List of tasks |
(A) Rewrite the part of the GitHub issue on parallel analysis that begins at the words "wandadk commented 4" and ends after "files are generated).", putting "serial" in place of "sequential".
(B) Supply the next part of the GitHub issue on running the analysis in parallel, starting after its final sentence.

──────── Given text ────────

Run analysis in parallel - Githubissues

RETURN-project / makeDataCube

Data management

Apache License 2.0

0 stars 0 forks source link

Run analysis in parallel #18

Closed wandadk closed 3 years ago

wandadk commented 4 years ago

Problem

Currently, the code is not fully run in parallel. It should be optimized in various ways:

In `make_Landsat_cube.Rmd`

Several parts could be run in parallel (eg downloading Landsat data) and are currently sequential
Processing data in FORCE can be run in parallel without problems (the settings file should be adjusted), but we should define which settings are most optimal to process the data. More info can be found here and in section 8 of this tutorial

In `make_mask_fire_cube.Rmd`

A loop is used to iterate over each tile. In each iteration, data are prepared. It should be fairly easy to parallelize this code. One point of attention is reading and writing of data (e.g. temporary files are generated).

──────── Dataset rows ────────

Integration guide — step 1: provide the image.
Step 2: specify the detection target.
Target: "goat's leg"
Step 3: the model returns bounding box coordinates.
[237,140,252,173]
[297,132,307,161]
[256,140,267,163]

────────

Answers given |
(A)
wandadk commented 4 years ago

Problem

Currently, the code is not fully run in parallel. It should be optimized in various ways:

In `make_Landsat_cube.Rmd`

Several parts could be run in parallel (eg downloading Landsat data) and are currently serial
Processing data in FORCE can be run in parallel without problems (the settings file should be adjusted), but we should define which settings are most optimal to process the data. More info can be found here and in section 8 of this tutorial

In `make_mask_fire_cube.Rmd`

A loop is used to iterate over each tile. In each iteration, data are prepared. It should be fairly easy to parallelize this code. One point of attention is reading and writing of data (e.g. temporary files are generated).

(B)
PabRod commented 3 years ago

Proposed solutions

In `make_Landsat_cube.Rmd`

Use Snakemake for streamlining the workflow.
Use FORCE's internal parallelization. Practically, this just translates to passing NPROC and NTHREAD to the parameter file. Subtask: figure out the advisable values.

In `make_mask_fire_cube.Rmd`

Explore the possibility of parallelizing using R, as we did with BenchmarkRecovery.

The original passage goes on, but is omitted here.